TASK BRIEF ->
Render every line of the records below as a JSON list of strings, with one string per line and blank lines omitted.

##### TASK DATA

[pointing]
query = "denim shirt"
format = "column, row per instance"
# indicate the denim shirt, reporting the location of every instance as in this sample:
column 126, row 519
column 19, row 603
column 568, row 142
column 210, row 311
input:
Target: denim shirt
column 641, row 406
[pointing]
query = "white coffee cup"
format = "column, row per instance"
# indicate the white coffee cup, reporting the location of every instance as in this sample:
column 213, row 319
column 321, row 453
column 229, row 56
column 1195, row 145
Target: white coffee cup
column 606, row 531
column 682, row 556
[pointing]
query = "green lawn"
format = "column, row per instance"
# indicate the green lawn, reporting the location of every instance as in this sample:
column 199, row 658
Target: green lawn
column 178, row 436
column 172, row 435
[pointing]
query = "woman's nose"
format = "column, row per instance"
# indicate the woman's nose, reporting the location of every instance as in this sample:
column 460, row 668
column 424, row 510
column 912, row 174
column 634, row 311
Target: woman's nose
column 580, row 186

##########

SOLUTION FOR THIS PROBLEM ->
[
  "[pointing]",
  "query = \"denim shirt\"",
  "format = \"column, row per instance\"",
  "# indicate the denim shirt, reporting the location of every instance as in this sample:",
  "column 126, row 519",
  "column 19, row 603",
  "column 568, row 142",
  "column 210, row 311",
  "input:",
  "Target: denim shirt",
  "column 641, row 406",
  "[pointing]",
  "query = \"white coffee cup\"",
  "format = \"column, row per instance\"",
  "# indicate the white coffee cup, reporting the location of every instance as in this sample:",
  "column 213, row 319",
  "column 321, row 453",
  "column 229, row 56",
  "column 1195, row 145",
  "Target: white coffee cup",
  "column 606, row 531",
  "column 682, row 556",
  "[pointing]",
  "query = \"green lawn\"",
  "format = \"column, row per instance\"",
  "# indicate the green lawn, reporting the location of every instance as in this sample:",
  "column 199, row 658",
  "Target: green lawn",
  "column 178, row 436",
  "column 172, row 435",
  "[pointing]",
  "query = \"woman's nose\"",
  "format = \"column, row per instance\"",
  "# indicate the woman's nose, reporting the location of every instance as in this sample:",
  "column 460, row 668",
  "column 424, row 510",
  "column 912, row 174",
  "column 634, row 311",
  "Target: woman's nose",
  "column 580, row 186"
]